## Texte source
· · ·

Alopias vulpinus se distingue de Alopias superciliosus, une espèce voisine, qui atteint au maximum 4,8 m et qui a un museau allongé, des yeux plus grands,une première nageoire pectorale qui se situe plus en arrière et surtout un profond sillon sur la nuque auquel s’ajoute une seconde “rete mirabilis” entre les yeux et le cerveau. Il se différencie pour finir de Alopias pelagicus, l’espèce la plus petite du genre, qui a lui aussi un museau plus allongé et dont la seconde nageoire dorsale est plus rapprochée des nageoires pelviennes.
Éthologie-Biologie reproductive
Le Requin-renard commun se nourrit principalement de calamars et de poissons qui se déplacent en bancs comme les harengs, les maquereaux et les sardines. Il les rassemble par des manoeuvres habiles, parfois en nageant en couple ou dans de petits groupes, puis les assomment à coups de queue avant enfin de les avaler tranquillement. Il ne dédaigne pas, si l’occasion s’en présente, les oiseaux de mer qui suivent les bancs à côté de la surface.

· · ·

[Entrées de données enregistrées]
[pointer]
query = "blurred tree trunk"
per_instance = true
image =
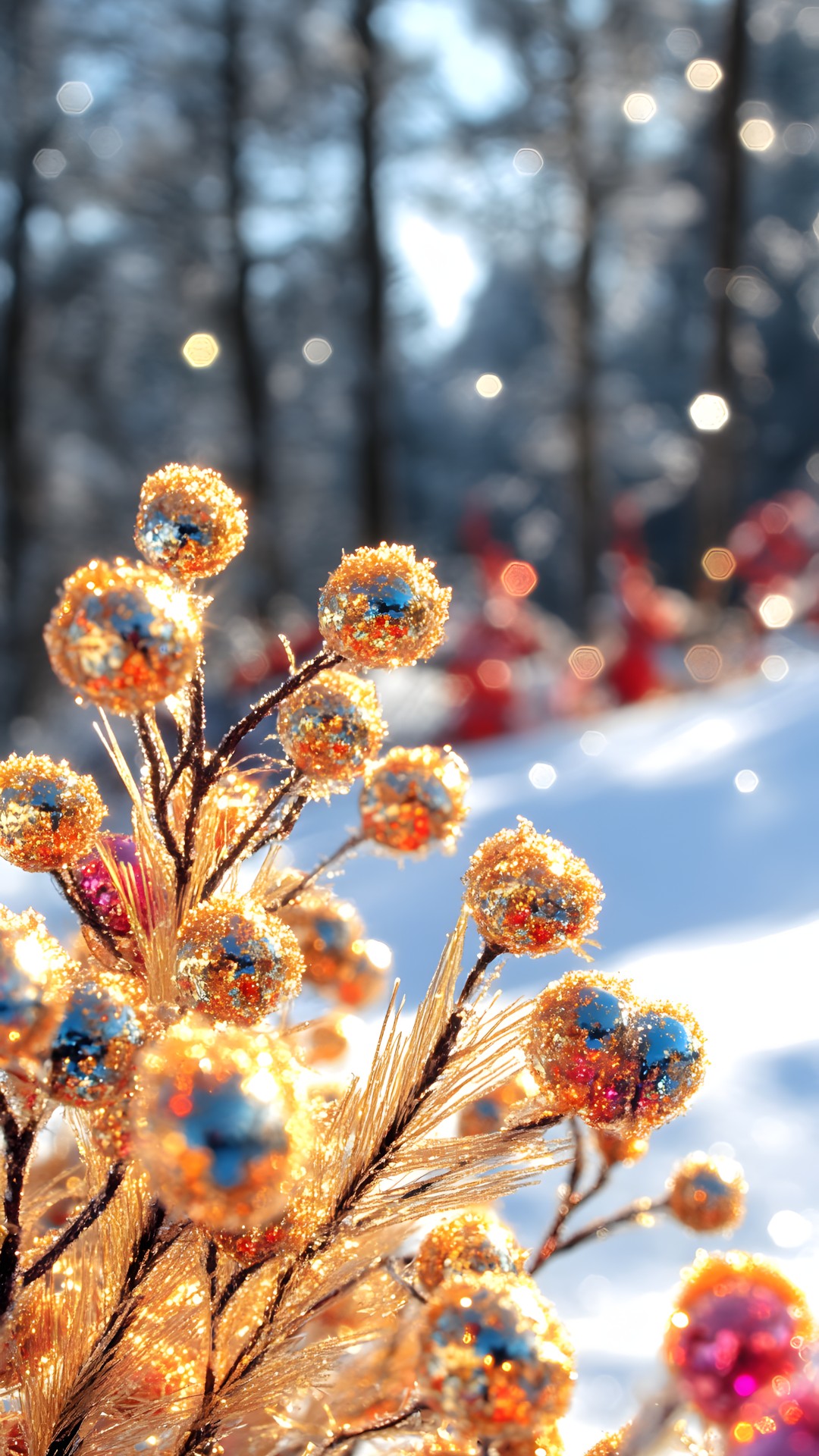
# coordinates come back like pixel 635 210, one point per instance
pixel 248 357
pixel 373 500
pixel 19 485
pixel 717 487
pixel 589 497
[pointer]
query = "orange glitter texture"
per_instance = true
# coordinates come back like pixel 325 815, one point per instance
pixel 49 814
pixel 413 799
pixel 493 1356
pixel 190 522
pixel 331 727
pixel 123 635
pixel 382 607
pixel 235 960
pixel 707 1194
pixel 529 894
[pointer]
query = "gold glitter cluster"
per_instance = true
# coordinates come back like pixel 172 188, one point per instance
pixel 190 522
pixel 237 962
pixel 471 1242
pixel 493 1356
pixel 413 799
pixel 529 894
pixel 382 607
pixel 617 1062
pixel 340 960
pixel 707 1194
pixel 123 635
pixel 34 976
pixel 49 814
pixel 222 1125
pixel 331 727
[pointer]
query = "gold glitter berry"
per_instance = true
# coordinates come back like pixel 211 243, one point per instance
pixel 381 607
pixel 413 799
pixel 190 522
pixel 123 635
pixel 331 727
pixel 49 814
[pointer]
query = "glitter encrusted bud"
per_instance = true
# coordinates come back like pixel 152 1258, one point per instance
pixel 340 962
pixel 331 727
pixel 471 1242
pixel 235 960
pixel 738 1326
pixel 381 607
pixel 221 1125
pixel 668 1063
pixel 529 894
pixel 190 522
pixel 577 1050
pixel 413 799
pixel 783 1423
pixel 493 1356
pixel 123 635
pixel 49 814
pixel 620 1147
pixel 34 971
pixel 325 928
pixel 707 1194
pixel 95 1047
pixel 490 1111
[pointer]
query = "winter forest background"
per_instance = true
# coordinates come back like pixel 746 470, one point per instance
pixel 306 242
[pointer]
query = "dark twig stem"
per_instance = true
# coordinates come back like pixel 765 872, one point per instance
pixel 249 1356
pixel 630 1215
pixel 246 837
pixel 259 712
pixel 387 1424
pixel 83 1220
pixel 19 1142
pixel 324 864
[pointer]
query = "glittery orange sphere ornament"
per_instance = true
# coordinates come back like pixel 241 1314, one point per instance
pixel 707 1194
pixel 736 1327
pixel 490 1111
pixel 95 1047
pixel 381 607
pixel 123 635
pixel 493 1356
pixel 414 799
pixel 529 894
pixel 221 1126
pixel 49 814
pixel 469 1242
pixel 668 1063
pixel 331 727
pixel 325 928
pixel 190 522
pixel 34 970
pixel 235 960
pixel 577 1050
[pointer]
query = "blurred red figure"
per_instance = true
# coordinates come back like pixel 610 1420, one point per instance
pixel 485 696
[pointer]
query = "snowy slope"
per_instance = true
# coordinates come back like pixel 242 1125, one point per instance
pixel 713 899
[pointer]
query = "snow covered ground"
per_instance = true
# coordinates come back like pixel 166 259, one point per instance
pixel 713 899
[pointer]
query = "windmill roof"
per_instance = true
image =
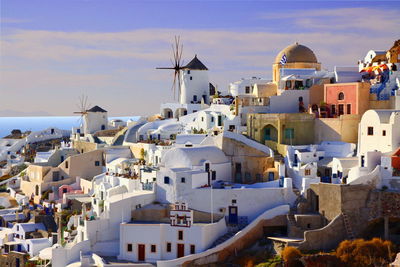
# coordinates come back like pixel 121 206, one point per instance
pixel 96 109
pixel 195 64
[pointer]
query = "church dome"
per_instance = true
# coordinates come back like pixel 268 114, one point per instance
pixel 297 53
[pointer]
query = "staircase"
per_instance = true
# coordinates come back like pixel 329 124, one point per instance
pixel 347 225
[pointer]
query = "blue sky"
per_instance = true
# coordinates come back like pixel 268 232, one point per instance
pixel 53 51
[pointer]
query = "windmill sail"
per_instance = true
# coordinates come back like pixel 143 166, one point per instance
pixel 177 65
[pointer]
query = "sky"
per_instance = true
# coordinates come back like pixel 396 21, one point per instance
pixel 54 51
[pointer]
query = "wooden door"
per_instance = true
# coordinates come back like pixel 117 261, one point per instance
pixel 141 252
pixel 180 251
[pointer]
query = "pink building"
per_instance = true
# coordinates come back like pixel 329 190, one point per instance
pixel 346 98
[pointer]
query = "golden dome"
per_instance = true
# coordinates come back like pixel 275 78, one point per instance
pixel 297 53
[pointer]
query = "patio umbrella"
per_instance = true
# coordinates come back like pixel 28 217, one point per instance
pixel 384 67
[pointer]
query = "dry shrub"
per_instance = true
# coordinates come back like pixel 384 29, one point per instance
pixel 291 256
pixel 363 253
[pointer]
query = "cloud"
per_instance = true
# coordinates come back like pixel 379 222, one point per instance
pixel 48 70
pixel 13 20
pixel 348 19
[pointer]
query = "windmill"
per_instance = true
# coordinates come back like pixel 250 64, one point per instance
pixel 83 107
pixel 177 64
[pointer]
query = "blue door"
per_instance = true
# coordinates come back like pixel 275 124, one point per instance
pixel 295 160
pixel 233 217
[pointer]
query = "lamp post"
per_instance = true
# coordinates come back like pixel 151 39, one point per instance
pixel 212 214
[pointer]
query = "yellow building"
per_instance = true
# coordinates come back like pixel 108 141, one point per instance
pixel 297 57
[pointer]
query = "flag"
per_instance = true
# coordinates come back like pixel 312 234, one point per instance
pixel 283 59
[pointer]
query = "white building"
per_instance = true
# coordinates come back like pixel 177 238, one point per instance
pixel 215 118
pixel 180 236
pixel 195 91
pixel 378 130
pixel 188 173
pixel 94 120
pixel 303 162
pixel 245 86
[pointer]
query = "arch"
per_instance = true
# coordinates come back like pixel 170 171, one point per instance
pixel 269 133
pixel 167 113
pixel 180 112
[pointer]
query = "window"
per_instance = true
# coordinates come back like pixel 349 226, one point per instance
pixel 166 180
pixel 180 235
pixel 56 176
pixel 333 109
pixel 207 167
pixel 341 109
pixel 289 133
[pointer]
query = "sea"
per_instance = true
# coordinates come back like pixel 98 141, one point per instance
pixel 7 124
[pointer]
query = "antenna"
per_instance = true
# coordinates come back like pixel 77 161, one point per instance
pixel 177 65
pixel 82 107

· · ·

## Consigne
Extrayez le texte sur le requin-renard commun et recopiez-le en entier, sans rien y changer.

## Réponse
Alopias vulpinus se distingue de Alopias superciliosus, une espèce voisine, qui atteint au maximum 4,8 m et qui a un museau allongé, des yeux plus grands,une première nageoire pectorale qui se situe plus en arrière et surtout un profond sillon sur la nuque auquel s’ajoute une seconde “rete mirabilis” entre les yeux et le cerveau. Il se différencie pour finir de Alopias pelagicus, l’espèce la plus petite du genre, qui a lui aussi un museau plus allongé et dont la seconde nageoire dorsale est plus rapprochée des nageoires pelviennes.
Éthologie-Biologie reproductive
Le Requin-renard commun se nourrit principalement de calamars et de poissons qui se déplacent en bancs comme les harengs, les maquereaux et les sardines. Il les rassemble par des manoeuvres habiles, parfois en nageant en couple ou dans de petits groupes, puis les assomment à coups de queue avant enfin de les avaler tranquillement. Il ne dédaigne pas, si l’occasion s’en présente, les oiseaux de mer qui suivent les bancs à côté de la surface.